▶ **Entries**
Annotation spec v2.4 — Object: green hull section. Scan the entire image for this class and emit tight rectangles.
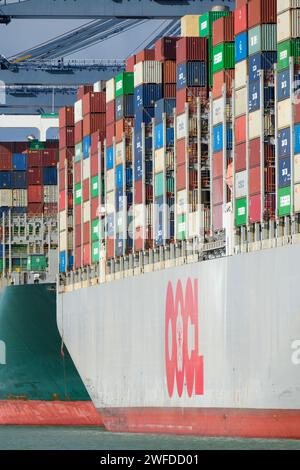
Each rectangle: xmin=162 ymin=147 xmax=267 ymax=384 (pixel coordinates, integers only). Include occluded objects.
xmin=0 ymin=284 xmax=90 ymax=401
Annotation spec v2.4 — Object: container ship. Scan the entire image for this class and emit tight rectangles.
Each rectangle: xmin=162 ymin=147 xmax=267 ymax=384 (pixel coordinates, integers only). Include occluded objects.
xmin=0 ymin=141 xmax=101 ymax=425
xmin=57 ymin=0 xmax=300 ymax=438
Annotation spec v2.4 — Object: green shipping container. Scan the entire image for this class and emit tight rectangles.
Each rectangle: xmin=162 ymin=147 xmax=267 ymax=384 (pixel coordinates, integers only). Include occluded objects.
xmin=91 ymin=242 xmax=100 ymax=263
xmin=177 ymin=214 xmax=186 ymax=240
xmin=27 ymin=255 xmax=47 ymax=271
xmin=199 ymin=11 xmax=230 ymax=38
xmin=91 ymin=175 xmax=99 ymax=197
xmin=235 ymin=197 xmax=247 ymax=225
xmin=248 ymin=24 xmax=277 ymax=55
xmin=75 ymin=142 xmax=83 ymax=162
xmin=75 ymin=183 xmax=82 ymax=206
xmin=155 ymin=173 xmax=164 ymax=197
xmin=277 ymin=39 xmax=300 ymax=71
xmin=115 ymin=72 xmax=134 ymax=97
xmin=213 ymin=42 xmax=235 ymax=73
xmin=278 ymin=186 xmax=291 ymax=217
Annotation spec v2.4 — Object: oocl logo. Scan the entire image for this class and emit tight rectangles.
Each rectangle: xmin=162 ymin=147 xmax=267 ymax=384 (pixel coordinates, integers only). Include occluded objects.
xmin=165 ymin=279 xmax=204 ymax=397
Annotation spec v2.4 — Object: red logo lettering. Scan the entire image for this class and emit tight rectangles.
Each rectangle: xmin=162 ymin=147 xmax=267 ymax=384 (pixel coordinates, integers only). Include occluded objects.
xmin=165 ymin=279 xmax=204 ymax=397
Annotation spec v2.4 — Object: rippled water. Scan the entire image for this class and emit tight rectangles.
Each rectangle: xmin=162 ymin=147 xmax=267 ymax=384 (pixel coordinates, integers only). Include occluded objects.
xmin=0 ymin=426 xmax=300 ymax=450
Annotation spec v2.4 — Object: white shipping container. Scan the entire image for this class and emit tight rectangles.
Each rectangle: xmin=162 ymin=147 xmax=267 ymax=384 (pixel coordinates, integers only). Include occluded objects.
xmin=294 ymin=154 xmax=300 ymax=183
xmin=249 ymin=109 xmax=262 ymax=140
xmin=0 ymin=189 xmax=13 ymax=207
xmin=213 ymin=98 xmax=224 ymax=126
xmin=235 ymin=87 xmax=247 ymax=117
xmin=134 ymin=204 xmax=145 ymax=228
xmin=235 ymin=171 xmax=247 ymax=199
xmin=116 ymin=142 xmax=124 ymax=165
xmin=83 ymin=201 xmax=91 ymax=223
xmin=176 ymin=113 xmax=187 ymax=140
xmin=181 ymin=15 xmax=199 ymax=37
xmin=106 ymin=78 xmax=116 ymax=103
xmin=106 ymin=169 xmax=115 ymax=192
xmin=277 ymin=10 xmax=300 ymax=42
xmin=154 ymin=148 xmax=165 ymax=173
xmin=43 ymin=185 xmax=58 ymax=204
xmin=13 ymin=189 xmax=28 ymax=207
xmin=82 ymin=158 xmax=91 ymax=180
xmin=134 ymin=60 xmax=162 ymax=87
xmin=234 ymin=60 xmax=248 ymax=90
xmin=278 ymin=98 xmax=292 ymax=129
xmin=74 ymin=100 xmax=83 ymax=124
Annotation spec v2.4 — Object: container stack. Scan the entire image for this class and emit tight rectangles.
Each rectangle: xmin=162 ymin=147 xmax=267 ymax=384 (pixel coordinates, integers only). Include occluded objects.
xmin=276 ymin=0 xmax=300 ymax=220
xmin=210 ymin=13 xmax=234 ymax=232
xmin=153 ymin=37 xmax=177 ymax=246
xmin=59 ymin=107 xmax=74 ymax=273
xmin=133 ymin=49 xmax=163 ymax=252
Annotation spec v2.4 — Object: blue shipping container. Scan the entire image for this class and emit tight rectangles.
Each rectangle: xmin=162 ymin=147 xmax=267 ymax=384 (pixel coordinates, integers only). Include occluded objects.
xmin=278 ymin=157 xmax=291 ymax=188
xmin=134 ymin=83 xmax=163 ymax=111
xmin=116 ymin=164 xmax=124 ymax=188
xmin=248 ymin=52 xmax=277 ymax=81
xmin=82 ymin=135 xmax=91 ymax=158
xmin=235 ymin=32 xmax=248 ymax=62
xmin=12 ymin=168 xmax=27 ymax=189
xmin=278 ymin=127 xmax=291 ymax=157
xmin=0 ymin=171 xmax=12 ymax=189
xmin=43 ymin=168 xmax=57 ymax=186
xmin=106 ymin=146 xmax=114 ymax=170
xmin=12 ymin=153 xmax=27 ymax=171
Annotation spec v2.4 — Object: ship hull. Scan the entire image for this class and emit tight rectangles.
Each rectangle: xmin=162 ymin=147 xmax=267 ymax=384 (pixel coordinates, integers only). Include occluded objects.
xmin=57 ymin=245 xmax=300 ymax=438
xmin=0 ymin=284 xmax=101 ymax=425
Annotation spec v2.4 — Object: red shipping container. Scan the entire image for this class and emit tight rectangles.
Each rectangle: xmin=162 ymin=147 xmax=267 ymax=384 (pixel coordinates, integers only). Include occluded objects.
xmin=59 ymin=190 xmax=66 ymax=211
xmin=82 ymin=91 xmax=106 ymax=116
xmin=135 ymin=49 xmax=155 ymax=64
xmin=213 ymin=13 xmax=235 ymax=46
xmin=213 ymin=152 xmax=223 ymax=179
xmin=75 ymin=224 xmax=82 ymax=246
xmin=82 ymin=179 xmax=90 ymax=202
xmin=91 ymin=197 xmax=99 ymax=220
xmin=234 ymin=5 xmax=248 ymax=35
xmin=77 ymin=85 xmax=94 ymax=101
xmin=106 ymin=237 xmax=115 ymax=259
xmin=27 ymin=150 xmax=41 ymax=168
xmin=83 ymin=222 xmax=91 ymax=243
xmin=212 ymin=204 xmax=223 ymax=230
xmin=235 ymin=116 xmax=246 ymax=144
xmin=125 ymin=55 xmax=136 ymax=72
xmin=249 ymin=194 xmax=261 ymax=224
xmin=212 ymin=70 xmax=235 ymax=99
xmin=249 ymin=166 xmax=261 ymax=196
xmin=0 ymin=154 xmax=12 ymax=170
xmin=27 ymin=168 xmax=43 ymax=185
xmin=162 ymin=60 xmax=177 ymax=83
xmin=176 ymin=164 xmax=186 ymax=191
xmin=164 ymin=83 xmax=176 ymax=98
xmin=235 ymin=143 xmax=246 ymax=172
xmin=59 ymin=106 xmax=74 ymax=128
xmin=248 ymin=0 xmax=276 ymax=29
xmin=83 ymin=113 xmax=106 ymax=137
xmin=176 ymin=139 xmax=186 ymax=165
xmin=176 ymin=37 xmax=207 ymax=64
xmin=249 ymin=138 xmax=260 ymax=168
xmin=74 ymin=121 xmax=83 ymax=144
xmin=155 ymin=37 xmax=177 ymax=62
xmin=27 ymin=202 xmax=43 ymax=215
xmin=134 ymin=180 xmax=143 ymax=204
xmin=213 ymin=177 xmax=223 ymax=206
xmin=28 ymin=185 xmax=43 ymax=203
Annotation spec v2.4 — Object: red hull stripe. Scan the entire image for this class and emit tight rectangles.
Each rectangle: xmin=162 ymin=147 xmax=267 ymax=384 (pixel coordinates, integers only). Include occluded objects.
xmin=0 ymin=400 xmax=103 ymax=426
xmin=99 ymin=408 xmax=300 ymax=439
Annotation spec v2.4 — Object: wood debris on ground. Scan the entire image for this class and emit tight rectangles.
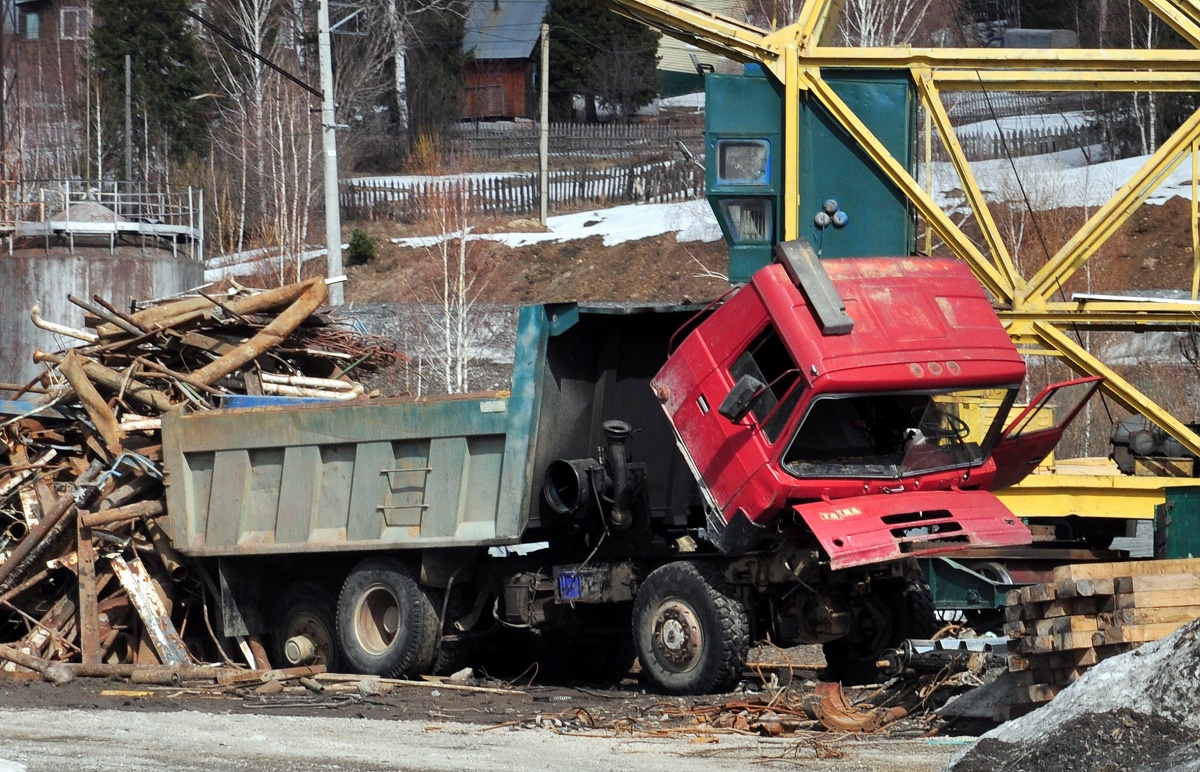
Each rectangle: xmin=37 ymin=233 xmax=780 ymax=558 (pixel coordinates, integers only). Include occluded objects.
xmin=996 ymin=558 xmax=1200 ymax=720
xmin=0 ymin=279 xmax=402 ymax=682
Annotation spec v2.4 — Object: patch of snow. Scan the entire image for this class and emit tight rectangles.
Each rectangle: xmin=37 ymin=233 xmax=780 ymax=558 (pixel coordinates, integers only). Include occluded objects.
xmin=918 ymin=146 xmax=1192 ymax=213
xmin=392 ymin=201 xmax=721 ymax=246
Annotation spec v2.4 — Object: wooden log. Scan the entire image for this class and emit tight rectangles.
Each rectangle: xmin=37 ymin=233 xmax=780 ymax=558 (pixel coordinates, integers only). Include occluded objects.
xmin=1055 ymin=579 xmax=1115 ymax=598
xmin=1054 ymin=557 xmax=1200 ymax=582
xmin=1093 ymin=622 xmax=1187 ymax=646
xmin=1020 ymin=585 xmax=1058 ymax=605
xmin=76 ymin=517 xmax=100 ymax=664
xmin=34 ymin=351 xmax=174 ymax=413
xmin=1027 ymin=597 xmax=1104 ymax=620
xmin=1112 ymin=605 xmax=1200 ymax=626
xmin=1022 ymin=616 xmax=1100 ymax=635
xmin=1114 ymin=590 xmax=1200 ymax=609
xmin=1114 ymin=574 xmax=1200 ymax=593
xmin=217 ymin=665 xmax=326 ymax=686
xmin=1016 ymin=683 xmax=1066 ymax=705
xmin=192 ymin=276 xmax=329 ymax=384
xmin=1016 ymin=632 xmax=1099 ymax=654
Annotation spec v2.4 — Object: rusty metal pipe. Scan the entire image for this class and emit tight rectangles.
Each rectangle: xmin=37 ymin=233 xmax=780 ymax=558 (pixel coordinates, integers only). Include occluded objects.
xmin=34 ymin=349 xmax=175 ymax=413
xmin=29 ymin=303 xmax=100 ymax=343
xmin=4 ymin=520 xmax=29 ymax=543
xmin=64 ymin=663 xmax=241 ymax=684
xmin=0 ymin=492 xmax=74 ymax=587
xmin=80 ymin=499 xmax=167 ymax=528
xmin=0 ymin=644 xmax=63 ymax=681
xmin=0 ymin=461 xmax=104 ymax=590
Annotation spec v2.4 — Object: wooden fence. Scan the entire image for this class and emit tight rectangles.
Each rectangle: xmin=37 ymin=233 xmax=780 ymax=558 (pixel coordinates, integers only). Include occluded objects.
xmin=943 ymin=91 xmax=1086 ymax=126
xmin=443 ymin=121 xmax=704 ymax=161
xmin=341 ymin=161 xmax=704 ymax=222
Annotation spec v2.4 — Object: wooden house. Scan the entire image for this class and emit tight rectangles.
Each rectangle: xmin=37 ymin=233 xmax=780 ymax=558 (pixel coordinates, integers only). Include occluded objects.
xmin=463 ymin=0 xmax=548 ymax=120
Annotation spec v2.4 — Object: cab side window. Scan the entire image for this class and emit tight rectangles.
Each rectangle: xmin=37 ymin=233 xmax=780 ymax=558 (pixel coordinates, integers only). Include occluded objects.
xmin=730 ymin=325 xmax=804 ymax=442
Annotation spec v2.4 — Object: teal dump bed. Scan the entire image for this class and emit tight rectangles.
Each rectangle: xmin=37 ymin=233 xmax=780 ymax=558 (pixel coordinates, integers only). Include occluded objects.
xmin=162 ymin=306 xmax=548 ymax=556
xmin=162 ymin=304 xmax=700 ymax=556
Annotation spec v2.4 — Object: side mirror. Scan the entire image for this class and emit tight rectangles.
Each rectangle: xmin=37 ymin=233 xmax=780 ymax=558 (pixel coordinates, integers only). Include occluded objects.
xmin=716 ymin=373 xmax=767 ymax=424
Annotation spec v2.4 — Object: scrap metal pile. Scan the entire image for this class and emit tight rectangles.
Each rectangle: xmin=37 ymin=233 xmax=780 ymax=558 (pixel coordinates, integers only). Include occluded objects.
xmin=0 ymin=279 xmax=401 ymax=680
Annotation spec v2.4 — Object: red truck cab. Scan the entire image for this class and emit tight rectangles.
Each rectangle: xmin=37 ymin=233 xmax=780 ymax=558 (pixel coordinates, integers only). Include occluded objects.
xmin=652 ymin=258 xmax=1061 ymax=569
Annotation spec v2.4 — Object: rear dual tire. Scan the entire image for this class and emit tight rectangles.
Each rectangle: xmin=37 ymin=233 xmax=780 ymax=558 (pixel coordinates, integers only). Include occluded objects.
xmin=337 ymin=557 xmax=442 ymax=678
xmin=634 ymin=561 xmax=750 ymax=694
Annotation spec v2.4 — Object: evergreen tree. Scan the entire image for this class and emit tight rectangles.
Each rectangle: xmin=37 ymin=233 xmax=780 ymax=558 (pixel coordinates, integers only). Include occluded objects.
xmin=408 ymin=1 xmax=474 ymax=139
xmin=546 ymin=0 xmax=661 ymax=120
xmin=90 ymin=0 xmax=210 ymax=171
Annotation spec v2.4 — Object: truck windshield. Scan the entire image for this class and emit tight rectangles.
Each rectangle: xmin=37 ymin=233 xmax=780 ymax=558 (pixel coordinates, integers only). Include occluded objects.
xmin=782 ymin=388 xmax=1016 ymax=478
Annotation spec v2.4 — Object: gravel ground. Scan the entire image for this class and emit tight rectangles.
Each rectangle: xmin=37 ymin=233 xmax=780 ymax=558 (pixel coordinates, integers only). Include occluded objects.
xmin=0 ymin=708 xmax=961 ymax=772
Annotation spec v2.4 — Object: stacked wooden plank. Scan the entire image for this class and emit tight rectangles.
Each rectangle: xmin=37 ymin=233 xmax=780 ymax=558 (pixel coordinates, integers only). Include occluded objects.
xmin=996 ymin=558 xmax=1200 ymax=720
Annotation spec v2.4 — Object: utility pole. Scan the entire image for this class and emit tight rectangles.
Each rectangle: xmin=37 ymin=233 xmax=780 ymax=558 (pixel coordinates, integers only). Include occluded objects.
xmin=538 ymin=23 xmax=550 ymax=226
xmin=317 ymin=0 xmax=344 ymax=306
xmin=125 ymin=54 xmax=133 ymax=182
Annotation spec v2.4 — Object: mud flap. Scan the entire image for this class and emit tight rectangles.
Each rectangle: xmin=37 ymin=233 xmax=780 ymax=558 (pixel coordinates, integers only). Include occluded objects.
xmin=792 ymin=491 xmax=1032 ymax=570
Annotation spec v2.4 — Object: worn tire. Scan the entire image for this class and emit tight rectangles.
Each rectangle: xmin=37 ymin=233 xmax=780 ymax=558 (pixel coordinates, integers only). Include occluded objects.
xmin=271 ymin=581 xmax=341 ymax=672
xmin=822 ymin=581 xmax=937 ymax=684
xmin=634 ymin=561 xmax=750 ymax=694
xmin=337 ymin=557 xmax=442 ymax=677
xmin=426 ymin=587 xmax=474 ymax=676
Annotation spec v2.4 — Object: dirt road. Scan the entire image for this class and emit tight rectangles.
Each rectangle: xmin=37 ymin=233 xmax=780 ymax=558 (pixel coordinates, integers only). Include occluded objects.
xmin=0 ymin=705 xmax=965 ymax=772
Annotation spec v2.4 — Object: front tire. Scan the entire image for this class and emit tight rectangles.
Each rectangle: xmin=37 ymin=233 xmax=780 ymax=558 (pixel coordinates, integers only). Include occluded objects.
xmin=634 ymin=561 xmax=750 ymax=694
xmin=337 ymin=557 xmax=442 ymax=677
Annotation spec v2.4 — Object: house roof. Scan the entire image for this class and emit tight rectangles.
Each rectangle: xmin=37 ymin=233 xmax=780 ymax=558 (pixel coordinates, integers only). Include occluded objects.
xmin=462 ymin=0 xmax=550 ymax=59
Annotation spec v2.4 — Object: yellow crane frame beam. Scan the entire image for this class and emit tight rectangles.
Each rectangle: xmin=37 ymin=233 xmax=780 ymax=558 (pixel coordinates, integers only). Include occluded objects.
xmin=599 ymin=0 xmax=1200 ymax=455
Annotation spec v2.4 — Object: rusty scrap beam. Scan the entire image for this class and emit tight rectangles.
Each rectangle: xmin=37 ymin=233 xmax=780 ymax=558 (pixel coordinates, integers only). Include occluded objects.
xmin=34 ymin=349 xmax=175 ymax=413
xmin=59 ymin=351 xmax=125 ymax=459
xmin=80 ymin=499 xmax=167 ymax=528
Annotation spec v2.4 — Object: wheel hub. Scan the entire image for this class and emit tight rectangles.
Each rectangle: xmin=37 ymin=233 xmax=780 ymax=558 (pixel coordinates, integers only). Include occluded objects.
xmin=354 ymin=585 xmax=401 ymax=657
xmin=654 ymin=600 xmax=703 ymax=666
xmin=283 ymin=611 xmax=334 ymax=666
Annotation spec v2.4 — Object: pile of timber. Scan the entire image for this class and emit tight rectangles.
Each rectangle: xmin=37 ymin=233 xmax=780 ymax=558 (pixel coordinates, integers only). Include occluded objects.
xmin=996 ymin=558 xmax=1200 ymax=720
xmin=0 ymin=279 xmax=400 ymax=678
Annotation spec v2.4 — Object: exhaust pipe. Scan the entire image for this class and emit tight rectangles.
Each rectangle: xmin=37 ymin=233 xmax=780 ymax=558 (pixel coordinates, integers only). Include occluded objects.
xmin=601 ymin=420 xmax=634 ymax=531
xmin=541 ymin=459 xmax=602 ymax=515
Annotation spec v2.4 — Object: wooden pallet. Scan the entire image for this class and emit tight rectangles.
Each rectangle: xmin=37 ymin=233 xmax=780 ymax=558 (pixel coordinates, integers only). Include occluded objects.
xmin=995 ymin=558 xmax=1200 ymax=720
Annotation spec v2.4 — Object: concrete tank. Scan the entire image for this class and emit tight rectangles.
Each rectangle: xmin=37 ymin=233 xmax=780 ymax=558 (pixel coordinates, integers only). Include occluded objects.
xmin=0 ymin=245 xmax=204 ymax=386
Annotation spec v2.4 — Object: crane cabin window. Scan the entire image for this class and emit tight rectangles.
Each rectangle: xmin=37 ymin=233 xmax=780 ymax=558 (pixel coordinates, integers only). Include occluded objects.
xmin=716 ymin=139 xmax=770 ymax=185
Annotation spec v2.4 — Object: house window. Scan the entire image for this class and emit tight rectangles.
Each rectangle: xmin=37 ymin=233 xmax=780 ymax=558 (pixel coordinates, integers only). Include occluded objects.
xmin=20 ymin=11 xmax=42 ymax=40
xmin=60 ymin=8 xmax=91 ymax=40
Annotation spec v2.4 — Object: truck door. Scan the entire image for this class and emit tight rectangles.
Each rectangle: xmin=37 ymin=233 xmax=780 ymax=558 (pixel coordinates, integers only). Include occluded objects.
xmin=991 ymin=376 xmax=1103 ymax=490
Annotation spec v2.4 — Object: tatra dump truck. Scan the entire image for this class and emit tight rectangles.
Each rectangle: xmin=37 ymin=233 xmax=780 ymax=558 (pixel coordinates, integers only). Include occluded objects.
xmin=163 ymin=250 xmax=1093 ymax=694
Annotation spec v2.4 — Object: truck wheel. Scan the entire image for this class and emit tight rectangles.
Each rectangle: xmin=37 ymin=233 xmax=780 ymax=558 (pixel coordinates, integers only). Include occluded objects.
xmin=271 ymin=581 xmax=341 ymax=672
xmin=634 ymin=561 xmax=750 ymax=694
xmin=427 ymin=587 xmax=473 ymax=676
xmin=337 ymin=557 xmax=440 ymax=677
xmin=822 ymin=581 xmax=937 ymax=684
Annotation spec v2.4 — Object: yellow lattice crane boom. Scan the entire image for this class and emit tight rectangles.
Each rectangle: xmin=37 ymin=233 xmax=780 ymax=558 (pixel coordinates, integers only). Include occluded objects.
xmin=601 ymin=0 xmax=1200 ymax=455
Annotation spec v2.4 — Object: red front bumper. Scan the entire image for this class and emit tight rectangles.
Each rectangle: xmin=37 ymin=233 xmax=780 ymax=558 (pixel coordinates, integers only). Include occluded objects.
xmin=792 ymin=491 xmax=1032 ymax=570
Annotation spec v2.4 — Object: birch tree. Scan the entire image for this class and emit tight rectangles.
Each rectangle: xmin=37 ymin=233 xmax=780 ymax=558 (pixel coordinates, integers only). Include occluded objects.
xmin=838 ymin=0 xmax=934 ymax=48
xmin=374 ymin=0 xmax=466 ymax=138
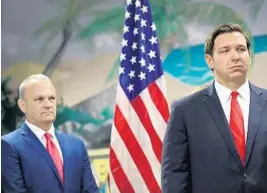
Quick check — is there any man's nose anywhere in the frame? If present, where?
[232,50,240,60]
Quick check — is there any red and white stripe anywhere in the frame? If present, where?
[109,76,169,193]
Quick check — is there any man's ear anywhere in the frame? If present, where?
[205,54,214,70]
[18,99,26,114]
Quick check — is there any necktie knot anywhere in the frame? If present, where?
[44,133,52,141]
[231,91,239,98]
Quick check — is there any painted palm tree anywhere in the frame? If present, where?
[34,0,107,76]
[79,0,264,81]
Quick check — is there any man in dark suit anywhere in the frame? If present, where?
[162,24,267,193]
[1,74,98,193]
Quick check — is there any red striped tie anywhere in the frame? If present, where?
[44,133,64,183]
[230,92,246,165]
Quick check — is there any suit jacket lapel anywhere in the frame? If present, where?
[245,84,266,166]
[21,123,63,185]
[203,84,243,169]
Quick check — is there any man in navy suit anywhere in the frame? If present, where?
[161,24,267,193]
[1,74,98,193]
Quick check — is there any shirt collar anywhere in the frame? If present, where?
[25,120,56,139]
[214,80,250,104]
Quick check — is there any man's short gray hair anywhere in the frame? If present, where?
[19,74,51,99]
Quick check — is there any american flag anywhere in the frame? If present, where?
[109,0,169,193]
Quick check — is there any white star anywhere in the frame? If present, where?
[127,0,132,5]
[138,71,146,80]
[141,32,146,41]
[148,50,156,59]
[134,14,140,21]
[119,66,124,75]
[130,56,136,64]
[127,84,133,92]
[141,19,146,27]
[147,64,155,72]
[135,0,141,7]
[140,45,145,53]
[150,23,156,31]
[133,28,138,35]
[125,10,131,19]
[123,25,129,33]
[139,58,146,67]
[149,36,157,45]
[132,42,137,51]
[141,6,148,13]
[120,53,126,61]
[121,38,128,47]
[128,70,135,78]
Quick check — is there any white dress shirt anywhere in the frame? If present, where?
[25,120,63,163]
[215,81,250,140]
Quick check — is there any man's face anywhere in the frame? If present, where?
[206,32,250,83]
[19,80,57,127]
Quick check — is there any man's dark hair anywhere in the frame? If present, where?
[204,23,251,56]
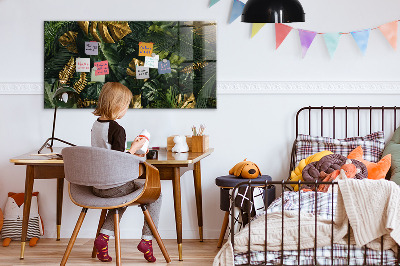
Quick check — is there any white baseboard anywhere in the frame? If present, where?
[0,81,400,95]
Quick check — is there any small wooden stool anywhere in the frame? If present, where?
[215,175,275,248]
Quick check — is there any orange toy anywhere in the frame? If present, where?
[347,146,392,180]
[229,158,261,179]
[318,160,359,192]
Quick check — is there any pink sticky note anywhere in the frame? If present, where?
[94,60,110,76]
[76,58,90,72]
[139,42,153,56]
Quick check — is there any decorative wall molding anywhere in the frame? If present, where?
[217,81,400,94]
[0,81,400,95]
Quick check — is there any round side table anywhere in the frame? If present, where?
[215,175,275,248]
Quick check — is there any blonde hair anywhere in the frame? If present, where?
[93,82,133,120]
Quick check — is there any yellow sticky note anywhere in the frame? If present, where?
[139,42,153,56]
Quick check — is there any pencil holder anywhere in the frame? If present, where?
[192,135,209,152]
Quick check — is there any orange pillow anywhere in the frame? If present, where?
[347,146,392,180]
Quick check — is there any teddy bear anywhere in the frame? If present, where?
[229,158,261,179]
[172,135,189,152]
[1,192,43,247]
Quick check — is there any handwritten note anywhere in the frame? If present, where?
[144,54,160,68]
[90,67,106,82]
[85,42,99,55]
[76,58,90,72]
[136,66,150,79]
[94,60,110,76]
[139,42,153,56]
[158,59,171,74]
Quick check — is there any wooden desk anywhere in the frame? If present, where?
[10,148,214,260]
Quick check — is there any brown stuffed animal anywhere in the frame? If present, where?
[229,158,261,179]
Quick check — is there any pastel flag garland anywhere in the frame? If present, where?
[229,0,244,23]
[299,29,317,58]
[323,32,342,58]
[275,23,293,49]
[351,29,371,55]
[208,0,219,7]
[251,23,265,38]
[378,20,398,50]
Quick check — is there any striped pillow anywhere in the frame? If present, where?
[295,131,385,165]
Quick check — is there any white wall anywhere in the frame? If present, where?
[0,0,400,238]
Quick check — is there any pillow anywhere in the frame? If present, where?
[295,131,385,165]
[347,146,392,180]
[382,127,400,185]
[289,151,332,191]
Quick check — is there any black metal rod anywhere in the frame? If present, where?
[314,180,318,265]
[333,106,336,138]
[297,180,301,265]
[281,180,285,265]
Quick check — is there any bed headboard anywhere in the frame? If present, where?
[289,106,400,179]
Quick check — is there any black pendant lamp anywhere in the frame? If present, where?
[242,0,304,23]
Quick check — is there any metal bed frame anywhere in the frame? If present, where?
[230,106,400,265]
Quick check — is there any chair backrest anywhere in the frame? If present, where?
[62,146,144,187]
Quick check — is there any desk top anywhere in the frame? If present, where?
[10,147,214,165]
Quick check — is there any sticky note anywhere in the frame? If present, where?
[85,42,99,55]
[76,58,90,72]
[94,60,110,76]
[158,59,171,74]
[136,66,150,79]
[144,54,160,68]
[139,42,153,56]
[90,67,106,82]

▶ **Short problem**
Copy the material word for word, from its start through the line containing "xmin=0 ymin=284 xmax=90 ymax=401", and leave out the picture.

▶ **Written answer**
Annotation spec v2.4 — Object: green hull section. Scan the entire image for this class and emit tight rectangles.
Each rectangle: xmin=162 ymin=147 xmax=267 ymax=384 (pixel coordinates, integers only). Include occluded objects.
xmin=0 ymin=284 xmax=90 ymax=401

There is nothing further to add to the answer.